■ **Tasks for this exercise**:
**A)** In the paper on semiconductor export restrictions, rewrite the passage between "Against this background, Funke" and "the underlying mechanisms.", inclusive, substituting "trade conflict" for "trade dispute".
**B)** Translate this sentence from the paper on semiconductor export restrictions into German: "The EL identifies entities that are or may be engaged in activities contrary to US national security or foreign policy interests."

■ **Document section**:
──────────

Michael Funke | University of Hamburg
Adrian Wende | Institute for Advanced Studies Vienna


International trade , firm heterogeneity , semiconductors , United States , China

JEL Codes:

F12 , F13 , F41

Employing a multi-country, multi-sector general equilibrium modeling framework with imperfect competition and heterogeneous firms, we perform qualitative and quantitative analyses of protectionist semiconductor measures. Our paper offers two innovations in assessing the impact of current trade restrictions. First, our model of the semiconductor industry takes into account semiconductor varieties at different technological levels with different substitutability. Second, we model trade restrictions as export bans on semiconductor varieties consistent with US policy. Our simulation results suggest that the trade restrictions imposed by the US and its allies consistently lead to a decline in Chinese GDP and welfare. The US also loses, but to a lesser extent. The effect of trade diversion favors the rest of the world. Our simulations further confirm that the US semiconductor industry is likely to be harmed by the restrictions, while China’s could be strengthened.


Over recent years, technology and complex policy questions at the nexus of technology and security have gained increasing importance in US-China trade. The US introduced a series of policies to slow the pace at which China acquires new technology and, as a side effect, promote technological disengagement or “decoupling”.

Developments in recent years have taken place against the backdrop of numerous trade policy escalations involving semiconductors. To implement semiconductor policy, the US Export Control Reform Act (ECRA) gives the president authority to control dual-use exports for national security. The US Department of Commerce Bureau of Industry and Security (BIS) administers export controls on dual-use items through the Export Administration Regulations (EAR), a set of regulations that include the Commerce Control List (CCL) of dual-use technologies subject to controls. The EAR establishes licensing policies for specific destinations, end uses, and end-user controls (Sutter and Casey, 2022). Huawei and its affiliates, which were among the many targets of these export control measures, ended up on the BIS Entity List (EL) in May 2019. The EL identifies entities that are or may be engaged in activities contrary to US national security or foreign policy interests. The BIS generally requires approval for any US export of EAR goods to entities on the list. In 2019, BIS reviewed licenses of software and technology exports to China worth USD 6.8 billion. This number increased to USD 106.1 billion in 2020 and to USD 544.9 billion in 2021. In the years 2019, 2020 and 2021, 64.7 % (1.5 %), 27.4 % (0.5 %) and 42.1 % (53.4 %) were approved (denied), respectively. The remaining license applications were returned due to incomplete application documents.

In October 2022, the BIS announced the most far-reaching export restrictions so far. Businesses will no longer be allowed to supply China with advanced computing chips, chipmaking equipment or related products. The new rules appear to outright ban the sale of the most powerful semiconductors, and the software and manufacturing equipment needed to produce them, to Chinese firms. Furthermore, the restrictions apply the foreign direct product rule which restricts sales of items based on American technology even if they are designed and manufactured abroad, on an unprecedented scale. However, the US government may grant temporary waivers. The Taiwanese manufacturer TSMC and the South Korean manufacturer SK Hynix have recently been granted such exemptions for a period of one year upon request. Edward Luce of the “Financial Times” has appropriately called the export restrictions a full-blown economic war on China (

Against this background, Funke and Wende (2022) provide a model-based evaluation of the trade dispute providing a quantitative assessment of the medium-term macroeconomic impact and an understanding of the underlying mechanisms.

──────────

■ **Data supplied**:
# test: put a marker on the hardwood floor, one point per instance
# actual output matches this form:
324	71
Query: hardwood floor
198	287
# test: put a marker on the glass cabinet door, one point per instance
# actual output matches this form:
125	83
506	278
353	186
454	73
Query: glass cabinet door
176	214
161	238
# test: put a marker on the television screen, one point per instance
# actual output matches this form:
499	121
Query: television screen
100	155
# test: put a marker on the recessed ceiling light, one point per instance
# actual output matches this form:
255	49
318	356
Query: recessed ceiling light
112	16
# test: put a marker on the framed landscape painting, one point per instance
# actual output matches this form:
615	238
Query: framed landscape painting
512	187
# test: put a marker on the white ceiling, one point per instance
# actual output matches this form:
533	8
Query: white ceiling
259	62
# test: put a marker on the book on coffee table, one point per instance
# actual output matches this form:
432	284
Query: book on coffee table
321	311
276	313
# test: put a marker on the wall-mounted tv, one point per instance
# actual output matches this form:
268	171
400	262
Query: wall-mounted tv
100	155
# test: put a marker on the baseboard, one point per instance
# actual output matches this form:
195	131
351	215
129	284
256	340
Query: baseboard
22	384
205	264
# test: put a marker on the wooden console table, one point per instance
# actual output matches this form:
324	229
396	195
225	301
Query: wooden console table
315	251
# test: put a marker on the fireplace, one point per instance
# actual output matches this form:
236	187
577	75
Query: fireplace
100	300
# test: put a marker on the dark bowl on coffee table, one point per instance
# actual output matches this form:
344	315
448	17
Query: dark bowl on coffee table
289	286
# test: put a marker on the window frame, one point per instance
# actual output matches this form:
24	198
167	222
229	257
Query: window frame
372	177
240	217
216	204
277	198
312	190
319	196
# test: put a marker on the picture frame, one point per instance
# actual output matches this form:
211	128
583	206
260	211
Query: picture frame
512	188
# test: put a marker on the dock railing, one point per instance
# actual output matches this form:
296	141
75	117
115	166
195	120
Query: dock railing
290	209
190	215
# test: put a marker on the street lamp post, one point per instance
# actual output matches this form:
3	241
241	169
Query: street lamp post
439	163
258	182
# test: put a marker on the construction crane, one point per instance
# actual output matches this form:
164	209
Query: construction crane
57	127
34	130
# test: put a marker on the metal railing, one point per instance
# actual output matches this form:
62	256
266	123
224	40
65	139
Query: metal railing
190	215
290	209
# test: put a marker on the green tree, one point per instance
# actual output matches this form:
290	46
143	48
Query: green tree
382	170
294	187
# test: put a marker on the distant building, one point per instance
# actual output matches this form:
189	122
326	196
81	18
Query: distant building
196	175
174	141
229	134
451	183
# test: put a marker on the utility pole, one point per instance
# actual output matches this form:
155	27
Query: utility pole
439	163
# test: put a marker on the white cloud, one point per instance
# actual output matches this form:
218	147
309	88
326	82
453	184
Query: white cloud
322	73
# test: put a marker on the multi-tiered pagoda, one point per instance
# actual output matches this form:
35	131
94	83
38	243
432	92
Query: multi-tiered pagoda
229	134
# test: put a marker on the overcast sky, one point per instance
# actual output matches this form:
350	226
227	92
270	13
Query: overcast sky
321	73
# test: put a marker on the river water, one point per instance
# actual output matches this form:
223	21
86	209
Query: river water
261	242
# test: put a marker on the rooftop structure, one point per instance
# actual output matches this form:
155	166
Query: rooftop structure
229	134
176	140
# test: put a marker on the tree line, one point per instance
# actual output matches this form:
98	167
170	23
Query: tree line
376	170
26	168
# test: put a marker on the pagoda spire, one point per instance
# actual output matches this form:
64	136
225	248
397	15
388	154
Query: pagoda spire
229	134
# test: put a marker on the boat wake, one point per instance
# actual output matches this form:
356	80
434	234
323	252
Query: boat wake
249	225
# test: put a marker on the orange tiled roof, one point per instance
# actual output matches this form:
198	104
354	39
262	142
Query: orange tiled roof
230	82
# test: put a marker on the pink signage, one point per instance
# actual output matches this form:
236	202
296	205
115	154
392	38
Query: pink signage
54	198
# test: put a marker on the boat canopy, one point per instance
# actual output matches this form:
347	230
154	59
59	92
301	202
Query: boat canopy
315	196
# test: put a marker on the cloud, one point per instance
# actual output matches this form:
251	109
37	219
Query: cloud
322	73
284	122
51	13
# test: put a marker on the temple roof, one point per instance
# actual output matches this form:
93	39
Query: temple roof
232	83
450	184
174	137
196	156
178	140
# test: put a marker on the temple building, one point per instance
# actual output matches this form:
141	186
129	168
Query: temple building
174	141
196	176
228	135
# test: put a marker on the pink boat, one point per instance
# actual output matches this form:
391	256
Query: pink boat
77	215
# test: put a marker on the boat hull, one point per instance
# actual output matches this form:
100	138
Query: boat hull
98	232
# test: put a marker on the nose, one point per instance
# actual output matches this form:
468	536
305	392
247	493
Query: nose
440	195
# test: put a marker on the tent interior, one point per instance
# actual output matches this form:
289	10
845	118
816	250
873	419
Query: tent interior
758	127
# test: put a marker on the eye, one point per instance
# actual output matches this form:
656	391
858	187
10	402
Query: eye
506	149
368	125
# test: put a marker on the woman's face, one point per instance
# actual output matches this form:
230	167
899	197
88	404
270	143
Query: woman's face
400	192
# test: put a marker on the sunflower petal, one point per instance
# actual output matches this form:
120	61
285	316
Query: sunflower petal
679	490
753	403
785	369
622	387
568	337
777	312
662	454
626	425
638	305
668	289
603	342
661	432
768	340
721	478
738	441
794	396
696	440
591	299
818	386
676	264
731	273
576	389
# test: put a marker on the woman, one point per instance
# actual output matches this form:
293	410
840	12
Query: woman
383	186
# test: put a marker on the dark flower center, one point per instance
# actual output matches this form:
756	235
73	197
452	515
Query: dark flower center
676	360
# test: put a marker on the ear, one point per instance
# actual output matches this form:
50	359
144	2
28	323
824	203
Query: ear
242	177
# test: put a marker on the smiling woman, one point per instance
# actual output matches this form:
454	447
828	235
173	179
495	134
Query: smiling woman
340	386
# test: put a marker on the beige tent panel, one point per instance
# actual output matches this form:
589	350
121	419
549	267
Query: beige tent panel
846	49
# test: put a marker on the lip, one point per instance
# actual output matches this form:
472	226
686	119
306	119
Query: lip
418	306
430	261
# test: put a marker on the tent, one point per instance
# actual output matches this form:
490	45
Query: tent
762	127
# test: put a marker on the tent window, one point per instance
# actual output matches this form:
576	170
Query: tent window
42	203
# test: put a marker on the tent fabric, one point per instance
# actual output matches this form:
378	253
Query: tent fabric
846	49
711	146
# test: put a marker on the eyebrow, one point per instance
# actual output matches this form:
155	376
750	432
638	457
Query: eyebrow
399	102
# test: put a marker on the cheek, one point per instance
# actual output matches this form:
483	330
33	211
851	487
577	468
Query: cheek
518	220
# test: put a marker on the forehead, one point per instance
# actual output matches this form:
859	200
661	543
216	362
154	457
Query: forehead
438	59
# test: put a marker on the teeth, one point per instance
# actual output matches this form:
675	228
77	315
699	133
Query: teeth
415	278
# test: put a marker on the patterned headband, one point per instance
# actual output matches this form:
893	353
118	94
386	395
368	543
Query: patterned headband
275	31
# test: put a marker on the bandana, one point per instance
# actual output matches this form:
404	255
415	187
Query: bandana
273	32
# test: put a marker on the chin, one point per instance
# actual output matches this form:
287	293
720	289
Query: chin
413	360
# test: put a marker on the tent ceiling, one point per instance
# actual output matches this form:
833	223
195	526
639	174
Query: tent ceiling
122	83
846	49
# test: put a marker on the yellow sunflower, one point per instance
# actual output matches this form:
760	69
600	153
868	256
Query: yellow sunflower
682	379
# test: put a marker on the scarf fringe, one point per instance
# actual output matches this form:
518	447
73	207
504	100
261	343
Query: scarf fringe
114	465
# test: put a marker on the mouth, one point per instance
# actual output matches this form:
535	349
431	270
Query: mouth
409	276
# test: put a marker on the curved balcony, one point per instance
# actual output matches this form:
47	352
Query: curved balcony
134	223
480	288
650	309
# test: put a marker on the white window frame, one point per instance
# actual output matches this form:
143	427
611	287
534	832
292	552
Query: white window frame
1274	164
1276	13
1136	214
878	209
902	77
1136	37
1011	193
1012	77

──────────

■ **Correct answers**:
**A)**
Against this background, Funke and Wende (2022) provide a model-based evaluation of the trade conflict providing a quantitative assessment of the medium-term macroeconomic impact and an understanding of the underlying mechanisms.

**B)** Die EL identifiziert Einrichtungen, die an Tätigkeiten beteiligt sind oder sein könnten, die den nationalen Sicherheits- oder außenpolitischen Interessen der USA zuwiderlaufen.